=== Document excerpt ===
-- Start --

Re: [PATCH RFC] uaccess: user_access_begin_after_access_ok()

From: Michael S. Tsirkin
Date: Thu Jun 04 2020 - 06:10:34 EST


On Wed, Jun 03, 2020 at 05:52:05PM +0100, Al Viro wrote:
> On Wed, Jun 03, 2020 at 01:29:00AM -0400, Michael S. Tsirkin wrote:
> > On Wed, Jun 03, 2020 at 02:48:15AM +0100, Al Viro wrote:
> > > On Tue, Jun 02, 2020 at 04:45:05AM -0400, Michael S. Tsirkin wrote:
> > > > So vhost needs to poke at userspace *a lot* in a quick succession. It
> > > > is thus benefitial to enable userspace access, do our thing, then
> > > > disable. Except access_ok has already been pre-validated with all the
> > > > relevant nospec checks, so we don't need that. Add an API to allow
> > > > userspace access after access_ok and barrier_nospec are done.
> > >
> > > BTW, what are you going to do about vq->iotlb != NULL case? Because
> > > you sure as hell do *NOT* want e.g. translate_desc() under STAC.
> > > Disable it around the calls of translate_desc()?
> > >
> > > How widely do you hope to stretch the user_access areas, anyway?
> >
> > So ATM I'm looking at adding support for the packed ring format.
> > That does something like:
> >
> > get_user(flags, desc->flags)
> > smp_rmb()
> > if (flags & VALID)
> > copy_from_user(&adesc, desc, sizeof adesc);
> >
> > this would be a good candidate I think.
>
> Perhaps, once we get stac/clac out of raw_copy_from_user() (coming cycle,
> probably).

That sounds good. Presumably raw_copy_from_user will be smart enough
to optimize aligned 2 byte accesses for flags above?

> BTW, how large is the structure and how is it aligned?

It's a batch of 16 byte structures, aligned to 16 bytes.
At the moment I used batch size of 64 which seems enough.
Ideally we'd actually read the whole batch like this
without stac/clac back and forth. E.g.

struct vring_desc adesc[64] = {};

stac()
for (i = 0; i < 64; ++i) {
get_user(flags, desc[i].flags)
smp_rmb()
if (!(flags & VALID))
break;
copy_from_user(&adesc[i], desc + i, sizeof adesc[i]);
}
clac()




> > > BTW, speaking of possible annotations: looks like there's a large
> > > subset of call graph that can be reached only from vhost_worker()
> > > or from several ioctls, with all uaccess limited to that subgraph
> > > (thankfully). Having that explicitly marked might be a good idea...
> >
> > Sure. What's a good way to do that though? Any examples to follow?
> > Or do you mean code comments?
>
> Not sure... FWIW, the part of call graph from "known to be only
> used by vhost_worker" (->handle_kick/vhost_work_init callback/
> vhost_poll_init callback) and "part of ->ioctl()" to actual uaccess
> primitives is fairly large - the longest chain is
> handle_tx_net ->
> handle_tx ->
> handle_tx_zerocopy ->
> get_tx_bufs ->
> vhost_net_tx_get_vq_desc ->
> vhost_tx_batch ->
> vhost_net_signal_used ->
> vhost_add_used_and_signal_n ->
> vhost_signal ->
> vhost_notify ->
> vhost_get_avail_flags ->
> vhost_get_avail ->
> vhost_get_user ->
> __get_user()

-- End --

=== Supplied information ===
-- Start --

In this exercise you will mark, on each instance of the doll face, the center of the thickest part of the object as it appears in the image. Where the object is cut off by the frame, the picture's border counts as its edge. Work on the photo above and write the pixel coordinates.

-- End --

=== What to work on ===
a - In the uaccess patch thread, how large are the structures in each batch, and how are they aligned?
b - Write out the part of the uaccess patch thread starting with "At the moment" and going on through "(!(flags & VALID))".
c - Continue the uaccess patch thread from the point where it stops.

=== Answers to each task ===
a - They are 16-byte structures, aligned to 16 bytes.

b -
At the moment I used batch size of 64 which seems enough.
Ideally we'd actually read the whole batch like this
without stac/clac back and forth. E.g.

struct vring_desc adesc[64] = {};

stac()
for (i = 0; i < 64; ++i) {
get_user(flags, desc[i].flags)
smp_rmb()
if (!(flags & VALID))

c -
> i.e. 14 levels deep and the graph doesn't factorize well...
>
> Something along the lines of "all callers of thus annotated function
> must be annotated the same way themselves, any implicit conversion
> of pointers to such functions to anything other than boolean yields
> a warning, explicit cast is allowed only with __force", perhaps?
> Then slap such annotations on vhost_{get,put,copy_to,copy_from}_user(),
> on ->handle_kick(), a force-cast in the only caller of ->handle_kick()
> and force-casts in the 3 callers in ->ioctl().
>
> And propagate the annotations until the warnings stop, basically...
>
> Shouldn't be terribly hard to teach sparse that kind of stuff and it
> might be useful elsewhere. It would act as a qualifier on function
> pointers, with syntax ultimately expanding to __attribute__((something)).
> I'll need to refresh my memories of the parser, but IIRC that shouldn't
> require serious modifications. Most of the work would be in
> evaluate_call(), just before calling evaluate_symbol_call()...
> I'll look into that; not right now, though.


Thanks, that does sound useful!

> BTW, __vhost_get_user() might be better off expanded in both callers -
> that would get their structure similar to vhost_copy_{to,from}_user(),
> especially if you expand __vhost_get_user_slow() as well.

I agree, that does sound like a good cleanup.

> Not sure I understand what's going with ->meta_iotlb[] - what are the
> lifetime rules for struct vhost_iotlb_map and what prevents the pointers
> from going stale?

It can be zeroed at any point.
We just try to call __vhost_vq_meta_reset whenever anything can go
stale.